Kurzaufgabe:
Stellen Sie sämtliche Einträge als zweispaltige CSV mit den Spalten „eingabe“ und „ausgabe“ dar, wobei jeder Eintrag eine Zeile mit seinem Text und der zugehörigen Antwort erhält. Setzen Sie jedes Feld in Anführungszeichen, und ersetzen Sie Zeilenumbrüche durch Leerzeichen.

== Aufgabenmaterial

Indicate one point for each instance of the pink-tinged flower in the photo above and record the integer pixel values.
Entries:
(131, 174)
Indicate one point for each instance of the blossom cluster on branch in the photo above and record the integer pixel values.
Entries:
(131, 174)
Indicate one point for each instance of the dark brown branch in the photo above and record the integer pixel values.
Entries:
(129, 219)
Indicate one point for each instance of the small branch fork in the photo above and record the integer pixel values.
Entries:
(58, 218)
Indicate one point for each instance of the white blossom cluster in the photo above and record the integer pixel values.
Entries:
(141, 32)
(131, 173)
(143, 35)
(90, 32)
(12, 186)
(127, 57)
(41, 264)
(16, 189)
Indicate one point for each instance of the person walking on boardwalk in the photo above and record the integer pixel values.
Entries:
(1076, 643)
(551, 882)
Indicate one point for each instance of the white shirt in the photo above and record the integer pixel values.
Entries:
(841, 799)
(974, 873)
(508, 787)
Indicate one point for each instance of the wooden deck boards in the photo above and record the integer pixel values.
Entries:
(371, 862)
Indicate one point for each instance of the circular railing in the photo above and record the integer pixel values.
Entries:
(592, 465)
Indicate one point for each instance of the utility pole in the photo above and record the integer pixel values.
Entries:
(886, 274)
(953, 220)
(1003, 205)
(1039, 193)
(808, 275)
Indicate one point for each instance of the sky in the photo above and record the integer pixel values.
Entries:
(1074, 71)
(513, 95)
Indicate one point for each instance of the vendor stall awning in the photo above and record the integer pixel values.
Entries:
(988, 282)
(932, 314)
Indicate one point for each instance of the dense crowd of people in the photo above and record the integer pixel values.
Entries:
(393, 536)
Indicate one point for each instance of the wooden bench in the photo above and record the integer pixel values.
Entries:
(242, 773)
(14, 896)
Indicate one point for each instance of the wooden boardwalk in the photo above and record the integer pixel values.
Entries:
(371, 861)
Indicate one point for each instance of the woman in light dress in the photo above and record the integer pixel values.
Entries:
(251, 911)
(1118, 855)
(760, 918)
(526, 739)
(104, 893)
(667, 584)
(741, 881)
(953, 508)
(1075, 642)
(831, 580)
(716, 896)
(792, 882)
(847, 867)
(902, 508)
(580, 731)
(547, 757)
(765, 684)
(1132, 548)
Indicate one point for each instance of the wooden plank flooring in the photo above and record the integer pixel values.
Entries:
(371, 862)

====

Übungsergebnis:
eingabe,ausgabe
"Indicate one point for each instance of the pink-tinged flower in the photo above and record the integer pixel values. Entries:","(131, 174)"
"Indicate one point for each instance of the blossom cluster on branch in the photo above and record the integer pixel values. Entries:","(131, 174)"
"Indicate one point for each instance of the dark brown branch in the photo above and record the integer pixel values. Entries:","(129, 219)"
"Indicate one point for each instance of the small branch fork in the photo above and record the integer pixel values. Entries:","(58, 218)"
"Indicate one point for each instance of the white blossom cluster in the photo above and record the integer pixel values. Entries:","(141, 32) (131, 173) (143, 35) (90, 32) (12, 186) (127, 57) (41, 264) (16, 189)"
"Indicate one point for each instance of the person walking on boardwalk in the photo above and record the integer pixel values. Entries:","(1076, 643) (551, 882)"
"Indicate one point for each instance of the white shirt in the photo above and record the integer pixel values. Entries:","(841, 799) (974, 873) (508, 787)"
"Indicate one point for each instance of the wooden deck boards in the photo above and record the integer pixel values. Entries:","(371, 862)"
"Indicate one point for each instance of the circular railing in the photo above and record the integer pixel values. Entries:","(592, 465)"
"Indicate one point for each instance of the utility pole in the photo above and record the integer pixel values. Entries:","(886, 274) (953, 220) (1003, 205) (1039, 193) (808, 275)"
"Indicate one point for each instance of the sky in the photo above and record the integer pixel values. Entries:","(1074, 71) (513, 95)"
"Indicate one point for each instance of the vendor stall awning in the photo above and record the integer pixel values. Entries:","(988, 282) (932, 314)"
"Indicate one point for each instance of the dense crowd of people in the photo above and record the integer pixel values. Entries:","(393, 536)"
"Indicate one point for each instance of the wooden bench in the photo above and record the integer pixel values. Entries:","(242, 773) (14, 896)"
"Indicate one point for each instance of the wooden boardwalk in the photo above and record the integer pixel values. Entries:","(371, 861)"
"Indicate one point for each instance of the woman in light dress in the photo above and record the integer pixel values. Entries:","(251, 911) (1118, 855) (760, 918) (526, 739) (104, 893) (667, 584) (741, 881) (953, 508) (1075, 642) (831, 580) (716, 896) (792, 882) (847, 867) (902, 508) (580, 731) (547, 757) (765, 684) (1132, 548)"
"Indicate one point for each instance of the wooden plank flooring in the photo above and record the integer pixel values. Entries:","(371, 862)"